Aufgabe A
Schreiben Sie aus der Rezension zu „Tulpengold“ den Abschnitt von „Langatmig | Tulpengold“ bis „Tulpenzwiebeln zu erkennen.“ wortgetreu ab.
Aufgabe B
Beantworten Sie anhand der Rezension zu „Tulpengold“ folgende Fragen:
(i) Bei welchem Meistermaler tritt Pieter eine Lehre an?
(ii) In welcher Jahreszeit spielt die Geschichte?
(iii) Was hätte man laut dem Nachwort der Autorin heutzutage bei Pieter wohl festgestellt?
Aufgabe C
Führen Sie die Rezension zu „Tulpengold“ im Anschluss an ihren letzten Satz weiter.
##### Vorliegender Text #####
Mittwoch, 4. April 2018

Langatmig | Tulpengold von Eva Völler

Ich mag Eva Völlers Bücher gerade für ihren historischen Einschlag. So lief sie bei mir mit ihrer Zeitenzauber-Reihe offene Türen ein. Als ich ihren neuen historischen Roman entdeckte, (sie veröffentlichte bereits mehrere unter einen Pseudonym) war ich direkt Feuer und Flamme für diese ganz besondere Geschichte. Leider wurde sie meinen hohen Erwartungen nicht gerecht. Warum, erfahrt ihr hier...


Pieter wird die große Ehre zuteil eine Lehre beim Meistermaler Rembrandt einzugehen. Dies war der größte Wunsch seines verstorbenen Vaters. Doch Pieter ist kein klassischer Lehrling, denn Pieter ist ein mathematisches Genie mit sozialen Eigenheiten. Als in Rembrandts Umfeld Menschen ermordet werden, spitzt sich die Situation für den Maler zu. Doch Pieter scheint ein System hinter den Toten und dem aktuellen spekulativen Handel mit Tulpenzwiebeln zu erkennen.

Das Cover ist für mich definitiv ein Highlight. Es ist wunderschön und passt perfekt in den Frühling. Die Geschichte an sich spielt allerdings im Winter. Ganz Amsterdam ist dem Handel mit Tulpen verfallen. Für die kleinen Zwiebeln werden immer höhere Preise aufgerufen und die Leute hoffen auf riesige Gewinne. Auch Rembrandt spekuliert mit und hat dabei nicht das größte Glück. Überhaupt herscht bei dem Maler und seiner Frau ein starker Auftragsmangel. Seine Kunden werden ermordet und alle Spuren führen zu ihm. Pieter scheint das allerdings durchschaut zu haben...

Die Autorin schreibt in ihrem Nachwort, dass man heutzutage bei Pieter wohl das Asperger Syndrom festgestellt hätte. Für mich trifft diese Behauptung nur bedingt zu. Pieter hat starke Begabungen in der Mathematik und Malerei. Außerdem besitzt er ein ausgezeichnetes Gedächtnis und hat Schwierigkeiten Ironie und Sarkasmus zu erkennen. Er nimmt jeden beim Wort. Aber ansonsten besitzt er keine zwischenmenschlichen Probleme. Ganz im Gegenteil, er scheut nicht vor Nähe und ist sogar ziemlich brustfixiert. Mich sprach die Idee eines autistischen Protagonisten in einem historischen Roman an. Sie war ausschlaggebend dafür, dass das Buch bei mir einziehen sollte. Doch leider hat die Autorin ihren Protagonisten nicht konsequent genug umgesetzt.
##### Datenteil #####
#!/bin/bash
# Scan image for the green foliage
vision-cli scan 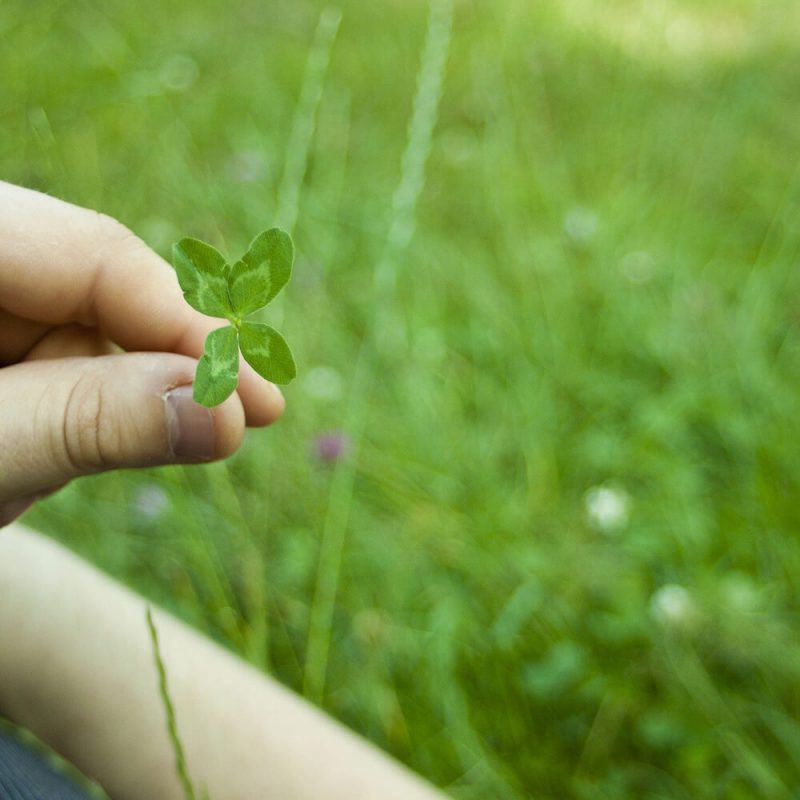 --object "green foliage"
[172,228,297,408]
[7,0,800,800]
[145,606,197,800]
[193,325,239,408]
#####
Antwort A
Langatmig | Tulpengold von Eva Völler

Ich mag Eva Völlers Bücher gerade für ihren historischen Einschlag. So lief sie bei mir mit ihrer Zeitenzauber-Reihe offene Türen ein. Als ich ihren neuen historischen Roman entdeckte, (sie veröffentlichte bereits mehrere unter einen Pseudonym) war ich direkt Feuer und Flamme für diese ganz besondere Geschichte. Leider wurde sie meinen hohen Erwartungen nicht gerecht. Warum, erfahrt ihr hier...


Pieter wird die große Ehre zuteil eine Lehre beim Meistermaler Rembrandt einzugehen. Dies war der größte Wunsch seines verstorbenen Vaters. Doch Pieter ist kein klassischer Lehrling, denn Pieter ist ein mathematisches Genie mit sozialen Eigenheiten. Als in Rembrandts Umfeld Menschen ermordet werden, spitzt sich die Situation für den Maler zu. Doch Pieter scheint ein System hinter den Toten und dem aktuellen spekulativen Handel mit Tulpenzwiebeln zu erkennen.

Antwort B
(i) Bei Rembrandt.
(ii) Im Winter.
(iii) Das Asperger Syndrom.

Antwort C
Mich fasziniert Kunstgeschichtliches. Bilder und deren Maler in historische Ereignisse und Lebenswelten einzugliedern, finde ich wahnsinnig interessant. Ich las vor einiger Zeit ein sehr gutes Buch zu Jan Vermeer ("Das Mädchen mit dem Perlenohrring"). Rembrandt war ein Zeitgenosse und Konkurent. Daher freute ich mich drauf, wieder in diese Zeit eintauchen zu können. Für einen historischen Roman blieb mir das Setting viel zu blass. Ich konnte leider nicht in das alte Amsterdam eintauchen, ich roch nicht den leicht üblen Geruch des Grachtenwassers oder half den Mägden beim Wäschewaschen. Ich hätte mir mehr Atmosphäre innerhalb der Geschichte gewünscht. So blieb das ganze drumherum wenig greifbar.
Leider erging es mir auch mit den Charakteren so. Sie bestanden hauptsächlich aus Dialogen, ohne dass ich sagen könnte, wie genau sie aussahen oder welche Eigenarten sie besaßen.

Handlungstechnisch hatte ich auch mehr Spannung erwartet. Immerhin passieren hier Mordfälle, doch deren Auflösung war reichlich unspektakulär und ohne große Finten ausgelegt. Der Klappentext umreißt bereits alles, was in diesem Buch passiert und mehr ist es nicht. Auf 470 Seiten redet Pieter immer wiederkehrend mit den selben Leuten. Der Alltag bleibt der gleiche. Es gibt Streit zwischen den Lehrlingen oder wir erfahren fortwährend von Rembrandts Problemen. Es findet keine Entwicklung statt, weder zwischenmenschlich noch spannungstechnisch. Ich hatte von Eva Völler einfach mehr erwartet.

"Tulpengold" ist nett. Die Idee hinter dem Buch war grandios, doch leider konnte Eva Völler deren Potenzial für mich nicht zufriedenstellend ausschöpfen. Ich hatte einfach mehr erwartet!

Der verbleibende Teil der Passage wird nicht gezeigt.